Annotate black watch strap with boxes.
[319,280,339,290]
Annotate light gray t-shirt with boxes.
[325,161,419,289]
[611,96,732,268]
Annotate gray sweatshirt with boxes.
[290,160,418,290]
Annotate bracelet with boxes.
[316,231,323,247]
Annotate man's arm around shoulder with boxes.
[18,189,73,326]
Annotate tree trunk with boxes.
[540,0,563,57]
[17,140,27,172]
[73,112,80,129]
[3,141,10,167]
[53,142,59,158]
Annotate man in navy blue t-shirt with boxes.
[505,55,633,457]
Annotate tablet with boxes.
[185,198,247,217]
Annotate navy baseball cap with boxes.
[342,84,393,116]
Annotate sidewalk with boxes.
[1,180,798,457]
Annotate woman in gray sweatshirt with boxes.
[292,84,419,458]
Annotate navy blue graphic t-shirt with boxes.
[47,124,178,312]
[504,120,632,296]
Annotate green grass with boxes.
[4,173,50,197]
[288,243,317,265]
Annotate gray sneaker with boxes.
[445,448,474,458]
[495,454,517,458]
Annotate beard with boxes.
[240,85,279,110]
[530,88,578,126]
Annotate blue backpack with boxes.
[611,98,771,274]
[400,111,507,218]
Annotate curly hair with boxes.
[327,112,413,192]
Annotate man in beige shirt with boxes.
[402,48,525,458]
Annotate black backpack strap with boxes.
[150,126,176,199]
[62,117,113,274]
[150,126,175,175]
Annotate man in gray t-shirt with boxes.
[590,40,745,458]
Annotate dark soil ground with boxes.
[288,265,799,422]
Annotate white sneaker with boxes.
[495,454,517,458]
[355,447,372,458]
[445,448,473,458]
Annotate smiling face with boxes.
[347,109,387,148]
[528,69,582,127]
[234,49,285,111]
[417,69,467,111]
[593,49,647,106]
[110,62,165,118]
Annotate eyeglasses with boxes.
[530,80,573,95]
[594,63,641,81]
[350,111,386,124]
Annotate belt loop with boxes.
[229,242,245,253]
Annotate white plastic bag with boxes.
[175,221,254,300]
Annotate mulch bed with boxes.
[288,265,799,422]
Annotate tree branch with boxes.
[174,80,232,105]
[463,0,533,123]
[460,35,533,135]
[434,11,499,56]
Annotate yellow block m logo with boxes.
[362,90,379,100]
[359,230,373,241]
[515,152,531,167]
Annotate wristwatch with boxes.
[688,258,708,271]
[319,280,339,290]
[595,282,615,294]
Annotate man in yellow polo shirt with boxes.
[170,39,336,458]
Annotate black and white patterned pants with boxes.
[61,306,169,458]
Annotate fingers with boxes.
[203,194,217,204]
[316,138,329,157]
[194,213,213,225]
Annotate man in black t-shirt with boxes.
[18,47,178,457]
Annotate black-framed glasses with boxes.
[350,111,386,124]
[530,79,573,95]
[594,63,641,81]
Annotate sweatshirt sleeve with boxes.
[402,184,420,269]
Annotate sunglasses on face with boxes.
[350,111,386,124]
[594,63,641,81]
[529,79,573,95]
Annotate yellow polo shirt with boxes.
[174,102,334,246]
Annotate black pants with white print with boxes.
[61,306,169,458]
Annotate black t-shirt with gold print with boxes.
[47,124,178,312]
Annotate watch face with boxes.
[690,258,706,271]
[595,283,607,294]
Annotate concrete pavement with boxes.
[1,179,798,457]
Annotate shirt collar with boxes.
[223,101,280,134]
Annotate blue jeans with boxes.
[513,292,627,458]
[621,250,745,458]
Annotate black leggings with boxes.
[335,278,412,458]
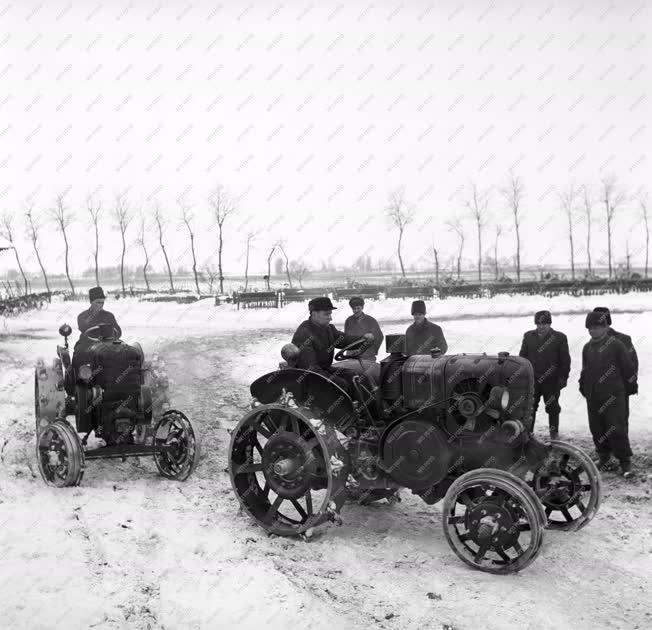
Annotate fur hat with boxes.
[308,296,337,312]
[534,310,552,324]
[349,296,364,308]
[411,300,426,315]
[592,307,612,326]
[585,311,609,328]
[88,286,105,302]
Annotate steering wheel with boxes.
[83,325,120,343]
[334,337,370,361]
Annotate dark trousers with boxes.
[587,394,632,461]
[325,366,361,399]
[533,383,561,431]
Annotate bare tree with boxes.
[153,202,175,292]
[178,194,201,294]
[600,173,627,279]
[136,213,151,291]
[25,202,50,294]
[243,231,257,292]
[500,172,525,282]
[276,241,293,288]
[581,185,594,275]
[1,212,28,294]
[86,192,102,286]
[265,244,277,290]
[493,225,502,281]
[203,266,220,293]
[50,192,75,295]
[208,183,237,294]
[558,182,580,280]
[635,190,649,278]
[446,216,466,280]
[289,260,310,288]
[431,237,440,286]
[385,186,415,278]
[460,182,490,282]
[113,190,132,294]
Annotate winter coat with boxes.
[291,319,366,376]
[579,334,637,400]
[405,319,448,356]
[519,328,571,388]
[609,328,638,375]
[344,313,384,360]
[75,308,122,351]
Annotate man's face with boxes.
[413,313,426,324]
[536,323,551,335]
[90,298,104,313]
[588,325,608,340]
[351,305,363,316]
[311,309,332,326]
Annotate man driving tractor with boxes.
[72,286,122,371]
[290,296,374,396]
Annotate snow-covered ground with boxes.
[1,294,651,629]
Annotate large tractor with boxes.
[229,334,600,574]
[35,323,200,486]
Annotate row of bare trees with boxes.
[386,172,650,283]
[3,173,649,296]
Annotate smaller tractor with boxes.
[229,334,601,574]
[35,323,200,486]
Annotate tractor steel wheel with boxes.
[527,439,601,531]
[36,420,84,487]
[229,404,351,536]
[153,410,201,481]
[442,468,546,574]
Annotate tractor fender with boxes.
[250,368,357,429]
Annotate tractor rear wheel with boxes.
[36,419,85,487]
[527,439,601,531]
[442,468,545,574]
[229,404,351,536]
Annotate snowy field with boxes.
[1,293,651,629]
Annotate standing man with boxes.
[344,296,384,361]
[405,300,448,356]
[291,297,374,396]
[518,310,571,439]
[580,311,637,478]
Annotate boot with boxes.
[620,459,634,479]
[548,412,559,440]
[593,453,615,472]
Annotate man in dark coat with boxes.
[73,286,122,370]
[404,300,447,356]
[518,310,571,439]
[291,296,374,396]
[344,296,384,361]
[580,311,637,477]
[593,305,639,386]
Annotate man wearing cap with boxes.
[518,310,571,439]
[580,311,637,478]
[404,300,448,357]
[72,287,122,370]
[592,306,638,381]
[291,296,374,395]
[344,296,384,361]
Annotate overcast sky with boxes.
[1,0,650,276]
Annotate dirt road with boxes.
[1,330,651,629]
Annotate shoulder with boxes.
[78,308,89,319]
[612,329,631,344]
[104,310,117,319]
[552,329,568,341]
[523,329,535,339]
[427,321,442,331]
[292,320,312,338]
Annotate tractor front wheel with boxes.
[36,420,85,487]
[442,468,545,574]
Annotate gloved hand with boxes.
[363,333,374,340]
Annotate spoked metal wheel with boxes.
[442,469,546,574]
[36,420,85,487]
[229,404,351,536]
[153,410,201,481]
[527,440,601,531]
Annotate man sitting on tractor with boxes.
[72,286,122,372]
[291,296,374,397]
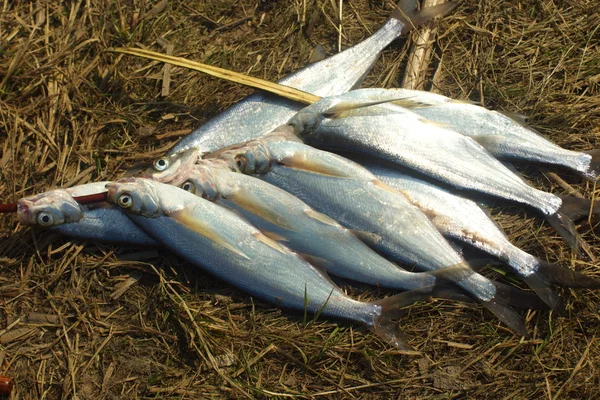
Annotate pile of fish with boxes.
[8,1,600,350]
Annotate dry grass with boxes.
[0,0,599,398]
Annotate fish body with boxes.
[289,89,563,217]
[359,162,536,275]
[366,88,595,179]
[159,157,441,291]
[212,135,534,335]
[361,160,579,311]
[170,2,457,155]
[106,178,447,349]
[16,182,157,246]
[213,136,507,298]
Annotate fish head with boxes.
[210,140,273,176]
[288,109,322,138]
[17,190,83,227]
[141,148,200,185]
[106,178,161,218]
[179,163,221,201]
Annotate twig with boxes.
[402,0,445,89]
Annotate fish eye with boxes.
[37,211,55,226]
[118,193,133,209]
[182,181,196,193]
[153,157,170,172]
[234,155,247,172]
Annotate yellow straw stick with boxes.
[110,47,321,105]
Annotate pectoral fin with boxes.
[322,98,406,117]
[254,232,290,255]
[303,209,341,228]
[278,153,353,178]
[372,179,403,196]
[225,187,297,231]
[351,229,385,248]
[171,209,250,260]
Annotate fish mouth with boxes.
[16,201,31,225]
[104,184,119,205]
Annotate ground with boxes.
[0,0,599,398]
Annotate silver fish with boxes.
[17,183,157,247]
[146,151,454,292]
[287,88,588,250]
[211,133,530,335]
[365,88,598,179]
[169,1,457,155]
[106,177,450,350]
[362,159,600,312]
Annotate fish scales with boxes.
[290,90,563,216]
[106,179,381,324]
[213,136,498,302]
[153,156,441,291]
[373,88,594,178]
[17,183,158,247]
[169,0,459,155]
[362,160,542,277]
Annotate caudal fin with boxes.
[462,262,562,312]
[481,298,529,337]
[584,149,600,180]
[544,211,582,253]
[493,281,552,311]
[538,260,600,289]
[391,0,460,35]
[557,195,600,221]
[519,274,567,316]
[370,285,458,350]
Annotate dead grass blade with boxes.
[110,47,321,104]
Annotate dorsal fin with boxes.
[498,110,530,127]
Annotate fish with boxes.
[17,182,157,247]
[361,158,600,312]
[353,88,599,179]
[105,177,458,350]
[285,88,591,251]
[145,151,464,293]
[169,0,458,155]
[211,133,532,336]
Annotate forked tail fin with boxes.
[481,298,529,337]
[518,274,567,316]
[557,194,600,221]
[544,211,582,254]
[537,260,600,289]
[391,0,461,35]
[493,281,551,311]
[583,149,600,180]
[370,285,460,350]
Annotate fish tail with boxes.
[544,210,582,254]
[537,260,600,289]
[480,298,529,337]
[518,274,567,316]
[584,149,600,180]
[450,269,531,336]
[391,0,460,35]
[492,281,551,310]
[557,194,600,221]
[370,285,462,350]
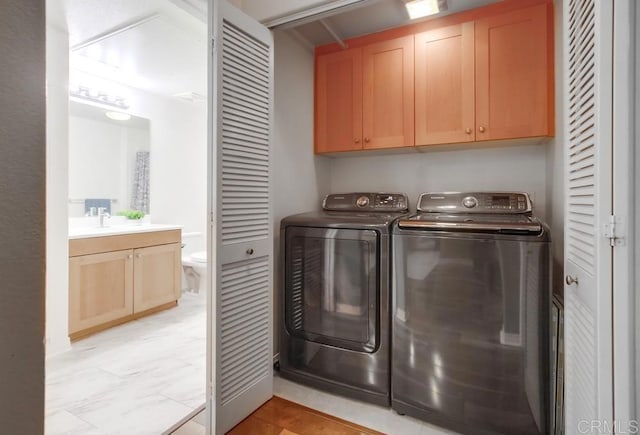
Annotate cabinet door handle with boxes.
[354,138,360,144]
[565,275,579,286]
[465,128,472,135]
[364,137,370,143]
[135,253,141,259]
[127,254,133,259]
[479,126,486,133]
[246,248,254,255]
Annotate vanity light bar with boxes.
[69,86,130,109]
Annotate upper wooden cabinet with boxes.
[475,4,553,140]
[362,36,414,150]
[415,22,475,145]
[315,0,554,153]
[415,3,552,145]
[315,36,414,153]
[315,48,362,153]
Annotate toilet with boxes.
[182,250,207,293]
[181,232,207,293]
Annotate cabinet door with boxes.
[133,243,181,313]
[415,23,475,145]
[475,3,552,140]
[69,249,134,335]
[362,35,414,149]
[315,48,363,153]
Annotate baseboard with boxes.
[45,335,72,359]
[161,403,206,435]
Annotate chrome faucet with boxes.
[98,207,110,227]
[85,206,97,217]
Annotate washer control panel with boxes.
[324,193,409,212]
[417,192,532,214]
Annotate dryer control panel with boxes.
[417,192,532,214]
[323,193,409,212]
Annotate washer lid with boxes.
[190,251,207,263]
[397,213,542,234]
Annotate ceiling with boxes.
[287,0,502,46]
[60,0,207,99]
[56,0,500,99]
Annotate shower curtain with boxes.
[130,151,150,213]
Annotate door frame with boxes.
[612,0,637,424]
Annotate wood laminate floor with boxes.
[171,396,383,435]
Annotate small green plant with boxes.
[118,209,145,220]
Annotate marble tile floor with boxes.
[46,290,207,435]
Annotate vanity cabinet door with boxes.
[133,242,181,313]
[69,249,134,336]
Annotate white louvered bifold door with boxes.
[208,2,273,433]
[563,0,613,433]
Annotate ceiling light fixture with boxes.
[105,111,131,121]
[69,85,130,110]
[404,0,448,20]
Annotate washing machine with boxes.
[392,192,550,434]
[279,192,409,406]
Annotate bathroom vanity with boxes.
[68,225,182,340]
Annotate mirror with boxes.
[68,100,151,218]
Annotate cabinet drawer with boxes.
[69,229,181,257]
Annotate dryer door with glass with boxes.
[284,226,379,353]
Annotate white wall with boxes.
[272,30,331,355]
[46,24,71,356]
[0,1,46,431]
[329,143,550,217]
[143,96,207,254]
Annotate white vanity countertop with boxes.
[69,223,183,240]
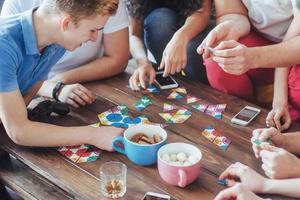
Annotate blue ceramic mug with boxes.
[112,124,167,166]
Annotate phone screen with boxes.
[235,108,259,122]
[155,73,176,86]
[143,194,169,200]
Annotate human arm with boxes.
[197,0,250,58]
[159,0,212,77]
[51,27,129,84]
[0,89,123,151]
[266,67,291,131]
[208,3,300,75]
[128,17,156,90]
[219,162,300,198]
[37,81,95,108]
[214,184,264,200]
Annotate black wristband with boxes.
[52,82,64,101]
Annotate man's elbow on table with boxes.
[5,120,33,146]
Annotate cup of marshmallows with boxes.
[157,143,202,187]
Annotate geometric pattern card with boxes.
[163,102,179,112]
[192,104,208,112]
[133,96,152,111]
[213,135,231,151]
[180,70,187,77]
[142,85,160,94]
[206,104,227,113]
[186,95,201,104]
[201,126,231,151]
[176,108,192,115]
[217,179,228,186]
[201,126,218,142]
[159,112,191,124]
[76,149,102,163]
[172,87,187,95]
[58,144,89,163]
[98,105,130,128]
[90,122,101,127]
[167,91,184,99]
[205,104,227,119]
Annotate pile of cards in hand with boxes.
[130,133,162,145]
[201,126,231,151]
[161,152,197,167]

*ASSIGNMENT*. Nothing from before the line containing "Annotate man's elbow on table with boxes." should appear; copy that line and each one after it through the last line of the entries, exactly.

*RESPONSE TO THIS TASK*.
Annotate man's elbow on table with boxes.
[5,120,33,146]
Annotate cup of marshmallows with boxes.
[157,143,202,187]
Annotate geometric pattern card with boxes.
[163,102,179,112]
[192,104,208,112]
[133,96,152,111]
[213,135,231,151]
[180,70,187,77]
[142,85,160,94]
[206,104,227,113]
[186,95,201,104]
[201,126,231,151]
[176,108,192,115]
[217,179,228,186]
[201,126,218,142]
[159,112,191,124]
[76,149,102,163]
[172,87,187,95]
[58,144,89,163]
[98,105,130,128]
[90,122,101,127]
[167,91,184,99]
[205,104,227,119]
Annotate pile of cards in hand with boxes.
[130,133,162,145]
[201,126,231,151]
[161,152,197,167]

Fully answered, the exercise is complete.